DIRECTIONS -
(1) According to the post about Negroponte's ways of seeing the future, why do people tend to assume extrapolative futures will happen?
(2) In the post about Negroponte's ways of seeing the future, at which conference did Negroponte give the keynote?
(3) List every way of looking at potential futures that Negroponte offers, as named in the post about his talk.

SOURCE -

================

NICOLAS NEGROPONTE: CUATRO MANERAS DE VER EL FUTURO
Last July, Nicholas Negroponte, founder of the One Laptop Per Child project and co-founder of MIT Media Lab, keynoted at the WorldFuture 2013 conference. In the ten minute extract of his talk embedded below, he offers four ways of looking at potential futures: Extrapolative, Orthogonal, Metaphorical, and Contrarian. This is a useful framework for thinking about what futures fall within the Cone of Plausibility, and it spurred me to try to come up with museum examples for each category.
Extrapolative futures are ones we tend to assume will happen, because our default habit of thought is that the future will be more or less like today (only more so). Negroponte lists as examples industries that assumed the world would be faithful to non-digital formats for photography, music, movies, books. The danger being, of course, that if we bet wrong (like Kodak doubling down on film-based pictures) someone else (like Instagram) is going to eat our lunch.
For museums, the equivalent might be:
Traditional, static, scholarly exhibits. Maybe embellished with a few apps and a accompanied by a digital exhibit catalog, but more or less more of the same. The good news, if true, because museums are already really, really good at creating this kind of experience. Which is fine, if the world continues to be faithful to this format, but what if the market shifts out from under us? Sure there are still fans dedicated to collecting and using large format cameras, but they support a niche market, not a mainstream economy of practice.

================

Rows from a dataset:
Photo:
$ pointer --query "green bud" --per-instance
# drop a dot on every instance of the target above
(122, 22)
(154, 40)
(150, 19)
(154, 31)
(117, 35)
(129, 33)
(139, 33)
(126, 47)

================

RESPONSES TO THE EXERCISE -
(1) People assume extrapolative futures will happen because their default habit of thought is that the future will be more or less like today, only more so.

(2) WorldFuture 2013.

(3) Extrapolative, Orthogonal, Metaphorical, Contrarian